## Exercise prompt
Transcribe the listing word for word.

## Input material
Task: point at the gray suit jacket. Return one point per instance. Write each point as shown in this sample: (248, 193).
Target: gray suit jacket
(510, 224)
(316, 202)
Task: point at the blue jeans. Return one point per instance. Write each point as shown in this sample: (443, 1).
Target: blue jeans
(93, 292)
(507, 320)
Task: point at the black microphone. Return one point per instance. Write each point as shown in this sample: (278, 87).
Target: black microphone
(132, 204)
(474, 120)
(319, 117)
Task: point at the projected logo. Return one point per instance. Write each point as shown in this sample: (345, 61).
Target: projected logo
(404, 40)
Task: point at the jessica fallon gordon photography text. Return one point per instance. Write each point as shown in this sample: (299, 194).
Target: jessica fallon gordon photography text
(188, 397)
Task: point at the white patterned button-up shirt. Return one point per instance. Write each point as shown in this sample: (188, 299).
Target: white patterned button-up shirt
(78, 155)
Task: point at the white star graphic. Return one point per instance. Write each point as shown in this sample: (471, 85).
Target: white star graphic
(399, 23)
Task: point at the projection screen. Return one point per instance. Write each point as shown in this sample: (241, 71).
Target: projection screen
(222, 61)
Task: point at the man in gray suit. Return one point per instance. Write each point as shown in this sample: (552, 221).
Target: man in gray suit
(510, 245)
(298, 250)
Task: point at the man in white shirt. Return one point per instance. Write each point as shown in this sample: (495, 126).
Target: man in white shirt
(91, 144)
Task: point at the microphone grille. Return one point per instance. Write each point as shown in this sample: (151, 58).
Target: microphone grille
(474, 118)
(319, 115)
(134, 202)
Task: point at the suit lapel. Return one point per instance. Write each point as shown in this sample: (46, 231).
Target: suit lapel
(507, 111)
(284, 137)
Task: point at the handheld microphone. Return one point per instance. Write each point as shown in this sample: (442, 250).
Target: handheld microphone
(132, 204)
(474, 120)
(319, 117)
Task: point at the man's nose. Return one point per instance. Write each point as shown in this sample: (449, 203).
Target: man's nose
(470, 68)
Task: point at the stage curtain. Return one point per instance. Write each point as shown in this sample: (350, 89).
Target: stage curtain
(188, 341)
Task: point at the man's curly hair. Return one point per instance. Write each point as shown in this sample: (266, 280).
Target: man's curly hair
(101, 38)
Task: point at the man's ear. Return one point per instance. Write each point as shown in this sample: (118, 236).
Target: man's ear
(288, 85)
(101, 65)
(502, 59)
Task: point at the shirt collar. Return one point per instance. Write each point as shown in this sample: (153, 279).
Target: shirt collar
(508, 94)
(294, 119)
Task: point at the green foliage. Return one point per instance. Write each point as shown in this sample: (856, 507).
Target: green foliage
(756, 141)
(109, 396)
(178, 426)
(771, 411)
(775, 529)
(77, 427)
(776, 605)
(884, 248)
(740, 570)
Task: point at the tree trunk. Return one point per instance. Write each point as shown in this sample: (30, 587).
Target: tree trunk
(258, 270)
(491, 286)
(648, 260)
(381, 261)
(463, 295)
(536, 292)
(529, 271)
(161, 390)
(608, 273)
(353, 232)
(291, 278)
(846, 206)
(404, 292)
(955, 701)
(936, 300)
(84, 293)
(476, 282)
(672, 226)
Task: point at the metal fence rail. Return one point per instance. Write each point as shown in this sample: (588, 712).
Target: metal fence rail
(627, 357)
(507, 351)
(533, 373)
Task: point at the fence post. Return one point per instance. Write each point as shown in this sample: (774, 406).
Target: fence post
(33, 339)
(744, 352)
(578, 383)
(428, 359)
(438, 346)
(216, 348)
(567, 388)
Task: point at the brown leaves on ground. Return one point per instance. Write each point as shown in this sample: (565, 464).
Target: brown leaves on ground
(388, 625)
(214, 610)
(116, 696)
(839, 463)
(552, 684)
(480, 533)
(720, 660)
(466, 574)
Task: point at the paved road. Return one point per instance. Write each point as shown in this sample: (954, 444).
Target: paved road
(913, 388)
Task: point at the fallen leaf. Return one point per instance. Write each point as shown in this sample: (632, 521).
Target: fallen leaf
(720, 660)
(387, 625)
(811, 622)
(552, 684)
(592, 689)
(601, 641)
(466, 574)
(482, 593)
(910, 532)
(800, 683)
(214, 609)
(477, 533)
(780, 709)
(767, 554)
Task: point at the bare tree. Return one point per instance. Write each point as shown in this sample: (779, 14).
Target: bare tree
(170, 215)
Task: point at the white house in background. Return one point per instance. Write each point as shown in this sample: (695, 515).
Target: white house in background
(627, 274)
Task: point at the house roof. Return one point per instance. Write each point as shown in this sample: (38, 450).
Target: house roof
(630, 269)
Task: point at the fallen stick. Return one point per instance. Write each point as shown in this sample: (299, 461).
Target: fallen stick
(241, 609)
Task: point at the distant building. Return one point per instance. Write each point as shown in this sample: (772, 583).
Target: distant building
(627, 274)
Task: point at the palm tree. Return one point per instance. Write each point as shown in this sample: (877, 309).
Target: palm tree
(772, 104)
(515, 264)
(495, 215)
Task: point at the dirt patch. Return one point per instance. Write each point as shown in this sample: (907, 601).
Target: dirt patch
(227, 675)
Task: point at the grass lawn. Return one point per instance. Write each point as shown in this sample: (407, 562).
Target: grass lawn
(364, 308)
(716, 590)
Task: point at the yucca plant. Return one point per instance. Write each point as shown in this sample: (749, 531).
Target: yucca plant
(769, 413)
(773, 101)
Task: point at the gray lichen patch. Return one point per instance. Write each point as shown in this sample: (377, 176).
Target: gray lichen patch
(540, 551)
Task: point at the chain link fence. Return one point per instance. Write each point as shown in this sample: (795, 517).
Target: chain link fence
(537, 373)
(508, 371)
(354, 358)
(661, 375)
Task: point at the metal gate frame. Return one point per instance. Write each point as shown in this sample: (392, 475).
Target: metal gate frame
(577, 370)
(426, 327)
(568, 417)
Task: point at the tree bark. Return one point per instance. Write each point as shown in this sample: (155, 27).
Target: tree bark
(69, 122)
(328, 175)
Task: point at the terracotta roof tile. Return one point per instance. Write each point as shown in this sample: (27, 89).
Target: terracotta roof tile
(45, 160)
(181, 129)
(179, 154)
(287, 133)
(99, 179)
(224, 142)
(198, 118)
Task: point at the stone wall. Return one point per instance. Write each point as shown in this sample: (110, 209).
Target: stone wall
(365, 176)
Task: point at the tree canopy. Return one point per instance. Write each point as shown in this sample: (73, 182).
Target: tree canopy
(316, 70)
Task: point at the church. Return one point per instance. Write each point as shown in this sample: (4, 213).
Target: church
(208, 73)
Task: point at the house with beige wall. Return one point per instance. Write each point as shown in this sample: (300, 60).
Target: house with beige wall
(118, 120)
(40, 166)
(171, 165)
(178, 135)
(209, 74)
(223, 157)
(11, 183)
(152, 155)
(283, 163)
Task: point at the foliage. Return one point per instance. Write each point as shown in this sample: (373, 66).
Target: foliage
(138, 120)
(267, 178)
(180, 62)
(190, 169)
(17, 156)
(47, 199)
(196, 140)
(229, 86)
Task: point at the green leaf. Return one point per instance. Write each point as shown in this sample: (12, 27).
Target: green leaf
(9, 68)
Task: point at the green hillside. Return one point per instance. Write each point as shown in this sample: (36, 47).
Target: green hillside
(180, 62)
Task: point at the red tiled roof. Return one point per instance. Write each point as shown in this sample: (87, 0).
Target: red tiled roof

## Solution
Task: point at the gray suit jacket. Return one point per instance. Write each point as shown in this sample: (248, 193).
Target: gray suit jacket
(510, 224)
(316, 202)
Task: point at the blue jeans. Return one point per instance. Write each point as shown in this sample: (443, 1).
Target: blue jeans
(93, 292)
(507, 320)
Task: point at the black microphone. Return one point per instance. Write each point as shown in this sample: (278, 87).
Target: black microphone
(132, 204)
(474, 120)
(319, 117)
Task: point at the projected logo. Return one point per instance. Write each point as shown in this sample: (345, 61).
Target: projected logo
(404, 40)
Task: point at the jessica fallon gordon photography text. Return one point per instance. Write each point as shown in this sample: (299, 194).
Target: jessica fallon gordon photography text
(188, 397)
Task: point at the white patterned button-up shirt. Return one point per instance. Write each point as shown in this sample: (188, 299).
Target: white patterned button-up shirt
(78, 155)
Task: point at the white star graphic. Return one point per instance. Write each point as shown in this sample: (471, 85).
Target: white star graphic
(399, 23)
Task: point at the projection screen. Return one point per instance. Write each point as shown in this sample: (241, 71).
Target: projection screen
(222, 61)
Task: point at the man in gray suit. Return one point per instance. Write each point as shown in this sample: (552, 221).
Target: man in gray suit
(510, 245)
(298, 250)
Task: point at the man in white shirt. Return one point per instance. Write each point as shown in this sample: (495, 126).
Target: man in white shirt
(91, 144)
Task: point at the microphone grille. Return one point per instance. Write each point as shown in this sample: (151, 58).
Target: microphone grille
(474, 118)
(319, 115)
(134, 202)
Task: point at the suit lapel. Return one point per instance. Write each point as shown in this sample: (46, 231).
Target: suit lapel
(507, 111)
(284, 137)
Task: point at the handheld microphone. Return one point per instance. Write each point as shown in this sample: (442, 250).
Target: handheld microphone
(132, 204)
(474, 120)
(319, 117)
Task: point at the man's nose. Return one point per instance. Write each point as shown in this sample: (449, 203).
Target: man's nose
(470, 68)
Task: point at the stage curtain. Return one point per instance. Write each point as shown in this sample: (350, 89).
Target: stage curtain
(188, 341)
Task: point at the man's curly hair. Return one point per instance. Write each point as shown in this sample: (266, 280).
Target: man's curly hair
(101, 38)
Task: point at the man's ear. Return one point per instance. Write each point as shown in this sample: (118, 236).
Target: man's ear
(288, 85)
(101, 65)
(502, 59)
Task: point at the shirt collar. Return one point per instance. Write each point as shown in this sample: (153, 279).
Target: shirt collar
(508, 94)
(294, 119)
Task: point at the green foliage. Return one point per instance. Write each point as shown in this sample: (856, 507).
Target: green foliage
(756, 141)
(109, 396)
(178, 426)
(771, 411)
(775, 529)
(77, 427)
(776, 605)
(884, 248)
(740, 570)
Task: point at the tree trunk. Return one point per instance. Write each point as shown in this sample: (30, 587).
Target: tree trunk
(258, 270)
(491, 286)
(648, 260)
(381, 261)
(463, 295)
(536, 292)
(529, 271)
(161, 390)
(608, 273)
(353, 232)
(291, 278)
(846, 206)
(404, 292)
(955, 701)
(936, 300)
(84, 293)
(476, 282)
(672, 226)
Task: point at the metal fence rail. Return one point per instance. Write each point as shown in this sample: (588, 712).
Target: metal fence rail
(627, 357)
(507, 351)
(533, 373)
Task: point at the fence post. Return one point per instance. Write each point as shown in this sample: (774, 406).
Target: fence post
(33, 339)
(744, 352)
(578, 383)
(428, 359)
(438, 346)
(216, 348)
(567, 388)
Task: point at the brown leaves on ground. Return one point per instance. Write each point as shown in this sample: (565, 464).
Target: brown leaves on ground
(388, 625)
(214, 610)
(116, 696)
(839, 463)
(552, 684)
(480, 533)
(720, 660)
(466, 574)
Task: point at the paved road. Return one point per instance. Write each point as shown in this sample: (954, 444).
Target: paved road
(913, 388)
Task: point at the fallen leaf. Return one point per instance. Write each point as shown in this sample: (632, 521).
Target: fallen leaf
(720, 660)
(387, 625)
(811, 622)
(552, 684)
(592, 689)
(601, 641)
(466, 574)
(482, 593)
(910, 532)
(800, 683)
(214, 609)
(477, 533)
(780, 709)
(767, 554)
Task: point at the bare tree. Return one point per instance. Write each point as shown in this sample: (779, 14).
Target: bare tree
(170, 215)
Task: point at the white house in background. Return one point per instance. Write each point as shown in this sample: (695, 515).
Target: white house in background
(627, 274)
Task: point at the house roof. Return one point per instance. Write each point as shown in this sample: (38, 450).
Target: house roof
(630, 269)
Task: point at the fallen stick. Return one point per instance. Write each point as shown in this sample: (299, 461).
Target: fallen stick
(241, 609)
Task: point at the distant building. Return one point per instance. Write each point as shown in this sample: (772, 583).
Target: distant building
(627, 274)
Task: point at the palm tree. Return one point per instance. Write each point as shown in this sample: (877, 309).
Target: palm tree
(772, 104)
(515, 264)
(495, 215)
Task: point at the dirt patch. Return one point per instance. Write each point as shown in this sample: (907, 601).
Target: dirt patch
(227, 675)
Task: point at the grass lawn. Return one point per instance. Write each point as shown in this sample: (407, 562).
Target: grass lawn
(364, 308)
(716, 590)
Task: point at the yucca plant. Return one point per instance. Write each point as shown in this sample: (749, 531).
Target: yucca plant
(769, 413)
(773, 101)
Task: point at the gray lichen patch. Return one point per instance. Write each point as shown in this sample: (377, 176).
Target: gray lichen patch
(540, 551)
Task: point at the chain link fence. Return one point per instance. Write each point as shown in this sample: (795, 517).
Target: chain link fence
(537, 373)
(508, 371)
(354, 358)
(661, 375)
Task: point at the metal gate frame. Return one point per instance. Write each point as shown in this sample: (392, 475).
Target: metal gate frame
(577, 370)
(426, 327)
(568, 417)
Task: point at the tree bark. Return one point per instance. Write each point as shown in this sample: (155, 27).
Target: tree bark
(69, 122)
(328, 175)
Task: point at the terracotta roof tile. Return one point per instance. Write each point as shown in this sample: (27, 89).
Target: terracotta roof tile
(45, 160)
(181, 129)
(179, 154)
(287, 133)
(99, 179)
(224, 142)
(198, 118)
Task: point at the stone wall. Return one point per instance. Write each point as shown in this sample: (110, 209).
Target: stone wall
(365, 176)
Task: point at the tree canopy. Return one point per instance. Write each point as shown in this sample: (73, 182).
Target: tree canopy
(316, 70)
Task: point at the church. Return one point per instance. Write each point as shown in this sample: (4, 213).
Target: church
(208, 73)
Task: point at the house with beige wall. Return one point per instance. Write each point as shown in this sample: (300, 60).
Target: house with beige wall
(118, 120)
(40, 166)
(171, 165)
(178, 135)
(209, 74)
(223, 157)
(11, 183)
(152, 155)
(283, 163)
Task: point at the foliage. Return one point per instance. Write each point as shown in this sample: (373, 66).
Target: foliage
(138, 120)
(267, 178)
(180, 62)
(190, 169)
(17, 156)
(47, 199)
(196, 140)
(229, 86)
Task: point at the green leaf. Return one point per instance. Write each point as shown in this sample: (12, 27).
Target: green leaf
(9, 68)
Task: point at the green hillside. Return one point per instance. Write each point as shown in this sample: (36, 47).
Target: green hillside
(180, 62)
Task: point at the red tiled roof. Return one point per instance. Write each point as shown in this sample: (87, 0).
Target: red tiled roof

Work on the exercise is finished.